Reproduce word for word the stretch of the items below from the line containing "Target: door frame" through the end of the items, with both ends included.

■ ■ ■ ■ ■ ■ ■

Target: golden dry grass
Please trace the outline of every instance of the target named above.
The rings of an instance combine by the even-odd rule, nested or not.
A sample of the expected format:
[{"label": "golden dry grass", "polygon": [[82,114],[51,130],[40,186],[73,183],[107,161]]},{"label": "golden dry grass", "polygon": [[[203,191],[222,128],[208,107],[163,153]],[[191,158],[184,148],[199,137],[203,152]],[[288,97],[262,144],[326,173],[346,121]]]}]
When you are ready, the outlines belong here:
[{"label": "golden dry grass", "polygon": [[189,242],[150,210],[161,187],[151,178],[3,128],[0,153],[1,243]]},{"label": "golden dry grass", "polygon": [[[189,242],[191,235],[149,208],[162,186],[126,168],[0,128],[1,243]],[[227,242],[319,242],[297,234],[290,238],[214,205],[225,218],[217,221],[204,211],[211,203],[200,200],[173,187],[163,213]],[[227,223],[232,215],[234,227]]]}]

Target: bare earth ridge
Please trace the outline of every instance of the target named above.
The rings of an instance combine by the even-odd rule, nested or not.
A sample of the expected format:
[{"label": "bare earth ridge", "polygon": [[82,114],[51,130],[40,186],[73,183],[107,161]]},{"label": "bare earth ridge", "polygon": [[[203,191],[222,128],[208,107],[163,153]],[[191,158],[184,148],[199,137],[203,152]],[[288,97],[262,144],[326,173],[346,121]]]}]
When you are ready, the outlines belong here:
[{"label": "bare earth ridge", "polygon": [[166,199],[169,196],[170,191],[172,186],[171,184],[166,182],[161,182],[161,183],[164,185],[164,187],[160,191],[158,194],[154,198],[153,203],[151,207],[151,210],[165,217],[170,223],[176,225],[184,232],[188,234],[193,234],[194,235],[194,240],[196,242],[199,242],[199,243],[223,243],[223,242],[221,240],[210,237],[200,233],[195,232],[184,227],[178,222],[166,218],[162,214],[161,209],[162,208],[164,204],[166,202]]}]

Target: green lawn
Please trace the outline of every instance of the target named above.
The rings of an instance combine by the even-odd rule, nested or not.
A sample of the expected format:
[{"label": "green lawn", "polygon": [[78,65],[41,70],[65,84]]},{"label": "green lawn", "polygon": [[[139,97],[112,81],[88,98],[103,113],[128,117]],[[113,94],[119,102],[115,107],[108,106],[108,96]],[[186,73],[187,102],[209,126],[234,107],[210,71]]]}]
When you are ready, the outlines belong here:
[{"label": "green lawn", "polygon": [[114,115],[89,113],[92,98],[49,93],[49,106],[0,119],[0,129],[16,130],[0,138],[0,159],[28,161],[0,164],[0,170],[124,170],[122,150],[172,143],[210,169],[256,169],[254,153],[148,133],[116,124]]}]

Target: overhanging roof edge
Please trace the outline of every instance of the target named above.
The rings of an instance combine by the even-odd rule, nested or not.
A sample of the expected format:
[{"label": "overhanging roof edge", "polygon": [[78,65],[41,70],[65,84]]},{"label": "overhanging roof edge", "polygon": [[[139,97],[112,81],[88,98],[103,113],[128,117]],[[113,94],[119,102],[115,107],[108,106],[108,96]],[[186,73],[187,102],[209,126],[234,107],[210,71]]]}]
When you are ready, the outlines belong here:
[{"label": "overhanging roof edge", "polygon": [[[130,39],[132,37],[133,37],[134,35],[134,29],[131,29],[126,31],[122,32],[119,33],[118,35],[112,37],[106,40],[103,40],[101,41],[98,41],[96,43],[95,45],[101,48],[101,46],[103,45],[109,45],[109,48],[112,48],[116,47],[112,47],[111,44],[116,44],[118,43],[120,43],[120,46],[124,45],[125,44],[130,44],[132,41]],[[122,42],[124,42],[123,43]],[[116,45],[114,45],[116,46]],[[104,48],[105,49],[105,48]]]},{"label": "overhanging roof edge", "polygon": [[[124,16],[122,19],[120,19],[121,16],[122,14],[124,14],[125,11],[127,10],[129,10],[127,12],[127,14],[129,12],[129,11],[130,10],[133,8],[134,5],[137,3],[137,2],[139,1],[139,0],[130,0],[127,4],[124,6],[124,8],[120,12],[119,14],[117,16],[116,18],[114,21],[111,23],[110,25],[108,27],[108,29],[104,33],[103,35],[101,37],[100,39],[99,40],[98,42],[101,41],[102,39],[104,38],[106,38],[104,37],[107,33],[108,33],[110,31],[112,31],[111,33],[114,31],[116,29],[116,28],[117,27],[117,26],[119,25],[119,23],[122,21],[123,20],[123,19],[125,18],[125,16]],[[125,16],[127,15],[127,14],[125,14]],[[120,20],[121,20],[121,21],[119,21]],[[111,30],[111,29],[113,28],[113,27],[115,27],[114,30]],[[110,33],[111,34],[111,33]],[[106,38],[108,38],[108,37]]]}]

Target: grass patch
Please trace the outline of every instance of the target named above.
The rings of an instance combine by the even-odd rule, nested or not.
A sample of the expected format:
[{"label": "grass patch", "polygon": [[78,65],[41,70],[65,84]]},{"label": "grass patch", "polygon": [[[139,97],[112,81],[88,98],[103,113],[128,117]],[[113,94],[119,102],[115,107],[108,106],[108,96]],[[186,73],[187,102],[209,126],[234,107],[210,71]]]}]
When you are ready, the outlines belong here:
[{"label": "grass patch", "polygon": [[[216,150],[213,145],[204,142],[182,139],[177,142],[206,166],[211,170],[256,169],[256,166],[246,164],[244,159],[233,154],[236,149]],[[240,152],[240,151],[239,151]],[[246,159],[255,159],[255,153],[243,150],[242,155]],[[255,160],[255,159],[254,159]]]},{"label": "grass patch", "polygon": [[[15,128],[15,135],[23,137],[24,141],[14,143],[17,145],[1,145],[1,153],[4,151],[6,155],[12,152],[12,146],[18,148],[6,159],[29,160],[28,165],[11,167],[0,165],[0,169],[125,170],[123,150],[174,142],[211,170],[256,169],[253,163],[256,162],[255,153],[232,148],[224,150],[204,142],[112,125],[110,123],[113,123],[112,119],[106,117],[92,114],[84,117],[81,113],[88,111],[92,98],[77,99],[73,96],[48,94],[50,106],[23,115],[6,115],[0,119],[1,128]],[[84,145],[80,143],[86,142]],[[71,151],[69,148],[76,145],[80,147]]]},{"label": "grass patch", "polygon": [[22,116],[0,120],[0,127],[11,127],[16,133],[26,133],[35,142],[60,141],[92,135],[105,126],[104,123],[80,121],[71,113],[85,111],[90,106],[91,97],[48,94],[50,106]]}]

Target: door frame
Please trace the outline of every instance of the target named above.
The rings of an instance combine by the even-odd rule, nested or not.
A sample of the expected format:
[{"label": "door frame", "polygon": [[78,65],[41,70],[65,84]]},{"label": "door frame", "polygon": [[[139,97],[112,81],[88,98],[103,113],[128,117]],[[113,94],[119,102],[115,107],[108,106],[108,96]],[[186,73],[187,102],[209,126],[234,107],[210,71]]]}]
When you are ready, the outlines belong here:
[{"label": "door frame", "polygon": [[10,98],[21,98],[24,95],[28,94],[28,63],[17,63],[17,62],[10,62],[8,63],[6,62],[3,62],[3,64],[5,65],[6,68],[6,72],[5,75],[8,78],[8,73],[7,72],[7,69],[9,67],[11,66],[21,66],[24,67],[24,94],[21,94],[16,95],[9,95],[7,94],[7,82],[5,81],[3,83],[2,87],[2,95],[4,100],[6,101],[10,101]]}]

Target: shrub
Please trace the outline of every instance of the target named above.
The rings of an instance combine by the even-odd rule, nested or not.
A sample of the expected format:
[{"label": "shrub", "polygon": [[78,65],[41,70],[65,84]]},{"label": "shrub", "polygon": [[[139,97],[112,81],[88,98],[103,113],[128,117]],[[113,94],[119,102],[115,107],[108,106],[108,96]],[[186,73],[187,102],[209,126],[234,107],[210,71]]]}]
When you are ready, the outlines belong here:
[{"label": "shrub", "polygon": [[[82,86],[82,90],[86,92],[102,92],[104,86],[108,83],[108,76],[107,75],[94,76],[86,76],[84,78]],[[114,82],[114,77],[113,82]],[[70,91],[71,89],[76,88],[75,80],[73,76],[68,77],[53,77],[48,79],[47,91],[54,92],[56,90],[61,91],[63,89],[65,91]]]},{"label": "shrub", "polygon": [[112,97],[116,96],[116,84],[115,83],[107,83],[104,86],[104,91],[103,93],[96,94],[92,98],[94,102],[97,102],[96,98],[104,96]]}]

■ ■ ■ ■ ■ ■ ■

--- Completed task ---
Target: door frame
Please trace the outline of every instance of the target named above.
The rings of an instance combine by the even-odd rule, nested or not.
A sample of the expected format:
[{"label": "door frame", "polygon": [[78,65],[41,70],[65,84]]},{"label": "door frame", "polygon": [[[139,97],[112,81],[88,98],[103,113],[128,117]],[[113,94],[119,102],[115,107],[108,106],[108,96]],[[186,73],[187,102],[209,126],[234,107],[210,71]]]}]
When you are ready, the outlines belong here:
[{"label": "door frame", "polygon": [[10,98],[21,98],[24,95],[28,94],[28,63],[17,63],[17,62],[10,62],[8,63],[6,62],[3,62],[3,64],[5,65],[6,68],[6,72],[5,75],[8,78],[8,73],[7,72],[7,69],[9,67],[11,66],[21,66],[24,67],[24,94],[21,94],[16,95],[9,95],[7,94],[7,82],[5,81],[3,83],[2,87],[2,95],[4,100],[6,101],[10,101]]}]

Target: shrub
Please trace the outline of every instance of the target named above.
The rings of an instance combine by the even-odd rule, nested or not.
A sample of the expected format:
[{"label": "shrub", "polygon": [[78,65],[41,70],[65,84]]},{"label": "shrub", "polygon": [[[139,97],[112,81],[88,98],[103,113],[128,117]],[[113,94],[119,102],[115,107],[108,106],[108,96]],[[186,73],[187,102],[209,126],[234,107],[210,71]]]}]
When you are ready, the outlines belong here:
[{"label": "shrub", "polygon": [[[82,86],[82,90],[86,92],[102,92],[104,86],[108,83],[108,76],[107,75],[94,76],[86,76],[84,78]],[[114,82],[114,77],[113,82]],[[70,91],[71,89],[76,88],[75,80],[73,76],[68,77],[53,77],[48,79],[47,91],[54,92],[56,90],[61,91],[63,89],[65,91]]]},{"label": "shrub", "polygon": [[112,97],[116,96],[116,84],[115,83],[107,83],[104,86],[104,91],[103,93],[96,94],[92,98],[94,102],[97,102],[96,98],[104,96]]}]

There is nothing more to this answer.